## [WRITTEN PROBLEM 1]
From the passage below on the Reichstag Peace Resolution, list the four things the resolution called for.
## [WRITTEN PROBLEM 2]
According to the passage below on the Reichstag Peace Resolution, on what date did Germany resume unrestricted submarine warfare?
## [WRITTEN PROBLEM 3]
Carry on the passage below about the Reichstag Peace Resolution from its last sentence.
** BEGIN SOURCE **
The Reichstag Peace Resolution passed by the Reichstag of the German Empire on 19 July 1917 was an attempt to seek a negotiated peace treaty to end World War I. The resolution called for no annexations, no indemnities, freedom of the seas, and international arbitration. Although it was rejected by the conservative parties, the German High Command, and the Allied powers [1] and thus had no effect on the progress of the war, it brought the moderate parties that supported the resolution into a group that would shape much of the Weimar Republic's politics.
When Germany resumed unrestricted submarine warfare on 1 February 1917, the military predicted that Britain would be forced to make peace within six months, [2] but by the summer it was clear that the goal would not be achieved. Unrestricted submarine warfare was also one of the principal reasons for the United States entry into World War I on the side of the Allies in April, further complicating the German war effort. [3] On 6 July 1917, in the main committee of the Reichstag, Centre Party deputy Matthias Erzberger recommended that Germany continue the war but end unrestricted submarine warfare and seek a negotiated peace (Verständigungsfrieden). [4] It was a position that was in stark contrast to the far-reaching annexation plans of the Pan-German League and most of the deputies in the Reichstag's conservative parties. [5] The Social Democratic Party (SPD) and the Progressive People's Party (FVP), on the other hand, had already advocated for a peace initiative. By proposing the peace resolution, Erzberger hoped to secure the Social Democrats' approval for the continuation of war credits. [6]
Erzberger's efforts led to the Reichstag Peace Resolution drafted by the newly formed Inter-Party Committee (Interfraktionellen Ausschuss) that included representatives of the SPD, FVP, Centre and, initially, National Liberal parties. It was the first time that the Reichstag had attempted to actively intervene in the political events of the war. The resolution was intended to announce the Reich's readiness for peace to the world, in particular its ally Austria-Hungary, which under the dual monarchy's new emperor, Charles I, was pressing for peace. [7]
The text of the document: [8]
As it did on August 4, 1914, the word uttered from the throne still holds true for the German people at the threshold of the war’s fourth year: “We seek no conquest.” Germany resorted to arms in order to protect its freedom and independence, to defend its territorial integrity.
The Reichstag strives for a peace of understanding, [a] for durable reconciliation among the peoples of the world. Territorial acquisitions achieved by force and violations of political, economic, or financial integrity are incompatible with such a peace.
The Reichstag furthermore rejects all plans that envisage economic exclusion or continuing enmity among nations after the war. The freedom of the seas must be guaranteed. Only economic peace will lay the groundwork for amicable coexistence among the peoples of the world.
** END SOURCE **
** BEGIN DATASET SECTION **
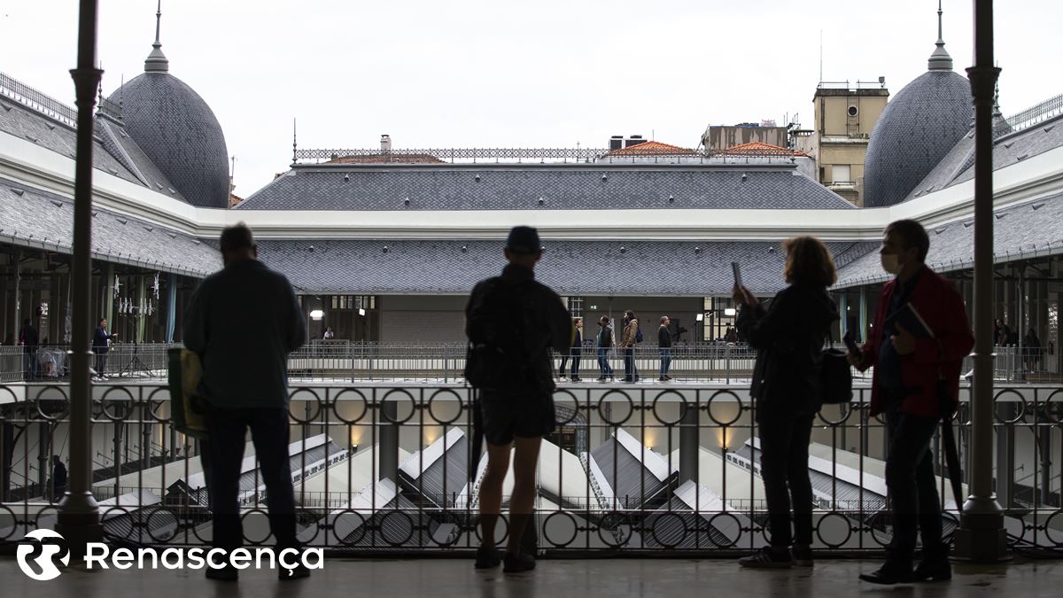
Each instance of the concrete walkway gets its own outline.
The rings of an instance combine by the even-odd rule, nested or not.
** END DATASET SECTION **
## [TASK RESPONSE 1]
No annexations, no indemnities, freedom of the seas, and international arbitration.

## [TASK RESPONSE 2]
1 February 1917.

## [TASK RESPONSE 3]
The Reichstag will actively promote the creation of international legal organisations. As long, however, as enemy governments do not agree to such a peace, as long as they threaten Germany and its allies with territorial conquests and violations, the German people will stand together as one man, persevere unshakably, and fight on until its right and the right of its allies to life and free development is guaranteed.
United, the German people is unconquerable. In its determination, the Reichstag stands united with the men who are protecting the Fatherland in heroic combat. They can be certain of the never-ending gratitude of the entire nation.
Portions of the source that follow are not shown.